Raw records
┌────────
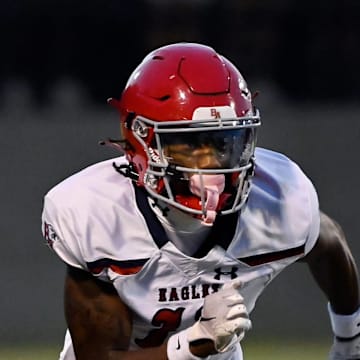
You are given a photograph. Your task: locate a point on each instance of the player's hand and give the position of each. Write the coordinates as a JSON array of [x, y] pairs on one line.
[[224, 318], [345, 349]]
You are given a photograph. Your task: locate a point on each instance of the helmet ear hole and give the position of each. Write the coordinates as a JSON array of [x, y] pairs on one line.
[[129, 119]]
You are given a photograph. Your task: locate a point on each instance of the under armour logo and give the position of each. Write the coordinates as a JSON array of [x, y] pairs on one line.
[[232, 273]]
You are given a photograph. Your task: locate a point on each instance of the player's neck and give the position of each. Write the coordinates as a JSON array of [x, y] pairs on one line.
[[181, 228]]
└────────
Written instruction. Rewrite the material as a two-column CSV with the headers "prompt" and "answer". Give one row for each text and the answer that follows it. Put each value in a single quoted field, replace any line breaks with spaces, and leave out the picture markers.

Solution to the exercise.
prompt,answer
"You are given a photograph. Your task: locate a point on each instance of the player's hand and give the position of each. Write the coordinates as a JSON array of [x, y] pairs on one line.","[[224, 318], [345, 349]]"
"You are given a photograph. Your task: locate a point on each instance of the helmet ear hole and give the position of each. Write the coordinates as a JSON array of [x, y] pairs on one line.","[[129, 119]]"
"You are given a photograph. Your task: locate a point on each instance of the under armour logo and give the position of each. Write the coordinates as a JSON array of [x, y] pairs on one line.","[[232, 273]]"
"You are given a photograph. Your task: locate a point on each instance of the player's neck and give the position of each. Write the coordinates as a JSON array of [x, y] pairs on one line.","[[181, 228]]"